## PROBLEMS TO WORK ON
1. According to the castor oil text, up to what share of a castor seed's weight is oil?
2. Reproduce part of the castor oil text word for word. Begin at the words "Introduction to Castor" and stop after the words "and other technologies.".

## TEXT SHOWN
Castor Oil – A potential renewable resource for producing functional materials

Castor oil is gaining immense popularity as a bio-based raw material for industrial applications. The oil, extracted from castor beans, is non-edible and has long been considered to have important commercial value, primarily for producing lubricants, soaps, coatings, etc. It is a mixture of unsaturated and saturated fatty acid esters linked to glycerol.

Since the oil contains a hydroxyl group, a double bond, a carboxylic group and a long-chain hydrocarbon in ricinoleic acid, it can be converted into several materials. This makes castor oil a potential alternative to petroleum-based starting chemicals for producing materials with different properties.

Introduction to Castor Oil

The castor plant (Ricinus communis) belongs to the Euphorbiaceae family and grows wild in varied climatic conditions. It produces castor seeds that contain up to 50% oil by weight. It is easy to extract castor oil from castor seeds and use it in plenty of sectors, including chemicals, medicine, beauty, and other technologies.


Castor oil is recognized as one of the most valuable herbal remedies in the world. It possesses healing properties and is used by practitioners since ancient times for the betterment of the health of civilizations.

Globally, the demand for oil and its derivatives is increasing steadily because of its renewable nature, biodegradability, eco-friendliness, non-competition with food, and low costs. The oil is believed to have more than 700 industrial uses, with more being added consistently. As a result, it is no surprise that the global castor oil derivatives market is expected to rise to USD 1.9 billion by 2030 from USD 1.21 billion in 2021.

The chemistry of castor oil focuses on ricinoleic acid because of its high content, along with the presence of three functional groups. These groups in the oil are vital for the versatility of the oil, aiding the production of a variety of castor oil-based products.

Chemical Transformations of Castor Oil

Castor oil is not an ordinary oil. It has unique properties, varied applications, and the ability to produce a multitude of functional materials. It is such a versatile oil that by adding specific reactants and performing different chemical reactions, it is possible to manipulate its unique properties by exploiting the various functional groups like the vinyl group and the hydroxyl group, an ester linkage. These processes can transform the oil into a potentially renewable resource for innumerable industrial uses.

Castor oil, in its physical form, is pale yellow nonvolatile, viscous, and non-drying, making it suitable for withstanding multiple chemical processes. Some chemical reactions, modifications, and transformations include hydrogenation, hydrolysis, pyrolysis, sulphation, dehydration, and transesterification.


The process is commonly used in the industry of polymer materials. It produces a saturated 12-hydroxystearic acid by introducing a hydrogen atom to the unsaturated fatty acid in the presence of a catalyst. The result is the transformation of ricinoleic acid into a wax-like semi-solid material.

## SUPPLIED DATA
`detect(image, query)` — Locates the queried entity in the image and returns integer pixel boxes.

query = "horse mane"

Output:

## TASK RESULTS
1. Up to 50% of the seed's weight.

2.
Introduction to Castor Oil

The castor plant (Ricinus communis) belongs to the Euphorbiaceae family and grows wild in varied climatic conditions. It produces castor seeds that contain up to 50% oil by weight. It is easy to extract castor oil from castor seeds and use it in plenty of sectors, including chemicals, medicine, beauty, and other technologies.